EXTRACTED DATA>
···

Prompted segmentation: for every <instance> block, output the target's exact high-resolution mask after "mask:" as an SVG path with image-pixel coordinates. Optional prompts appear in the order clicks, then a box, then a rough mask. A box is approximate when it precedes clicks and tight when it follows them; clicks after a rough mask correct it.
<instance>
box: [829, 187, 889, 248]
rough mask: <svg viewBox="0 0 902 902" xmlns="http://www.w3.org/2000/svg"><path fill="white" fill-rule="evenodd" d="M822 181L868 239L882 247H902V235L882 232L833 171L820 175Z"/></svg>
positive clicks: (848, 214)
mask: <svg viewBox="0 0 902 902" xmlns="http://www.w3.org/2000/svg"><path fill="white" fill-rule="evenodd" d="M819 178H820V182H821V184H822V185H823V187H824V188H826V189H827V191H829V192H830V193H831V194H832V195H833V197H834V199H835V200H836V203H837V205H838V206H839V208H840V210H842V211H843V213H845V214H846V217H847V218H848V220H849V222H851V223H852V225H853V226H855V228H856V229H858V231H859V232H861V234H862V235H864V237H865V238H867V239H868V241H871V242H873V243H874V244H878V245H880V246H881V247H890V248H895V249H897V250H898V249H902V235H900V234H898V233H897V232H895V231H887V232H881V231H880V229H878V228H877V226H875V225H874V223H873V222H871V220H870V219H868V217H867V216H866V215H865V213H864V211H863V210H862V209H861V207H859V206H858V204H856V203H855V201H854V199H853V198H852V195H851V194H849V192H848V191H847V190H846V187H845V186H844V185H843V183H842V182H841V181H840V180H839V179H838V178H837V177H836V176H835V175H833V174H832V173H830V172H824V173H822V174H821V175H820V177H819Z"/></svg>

···

REQUIRED ACTION> Each line of the data must be retyped exactly as written.

EXERCISE OUTPUT>
Prompted segmentation: for every <instance> block, output the target's exact high-resolution mask after "mask:" as an SVG path with image-pixel coordinates. Optional prompts appear in the order clicks, then a box, then a rough mask. A box is approximate when it precedes clicks and tight when it follows them; clicks after a rough mask correct it.
<instance>
box: [829, 187, 889, 248]
rough mask: <svg viewBox="0 0 902 902" xmlns="http://www.w3.org/2000/svg"><path fill="white" fill-rule="evenodd" d="M822 181L868 239L882 247H902V235L882 232L833 171L820 175Z"/></svg>
positive clicks: (848, 214)
mask: <svg viewBox="0 0 902 902" xmlns="http://www.w3.org/2000/svg"><path fill="white" fill-rule="evenodd" d="M819 178H820V182H821V184H822V185H823V187H824V188H826V189H827V191H829V192H830V193H831V194H832V195H833V197H834V199H835V200H836V203H837V205H838V206H839V208H840V210H842V211H843V213H845V214H846V217H847V218H848V220H849V222H851V223H852V225H853V226H855V228H856V229H858V231H859V232H861V234H862V235H864V237H865V238H867V239H868V241H871V242H873V243H874V244H878V245H880V246H881V247H890V248H895V249H897V250H898V249H902V235H900V234H898V233H897V232H895V231H887V232H881V231H880V229H878V228H877V226H875V225H874V223H873V222H871V220H870V219H868V217H867V216H866V215H865V213H864V211H863V210H862V209H861V207H859V206H858V204H856V203H855V201H854V199H853V198H852V195H851V194H849V192H848V191H847V190H846V187H845V186H844V185H843V183H842V182H841V181H840V180H839V179H838V178H837V177H836V176H835V175H833V174H832V173H830V172H824V173H822V174H821V175H820V177H819Z"/></svg>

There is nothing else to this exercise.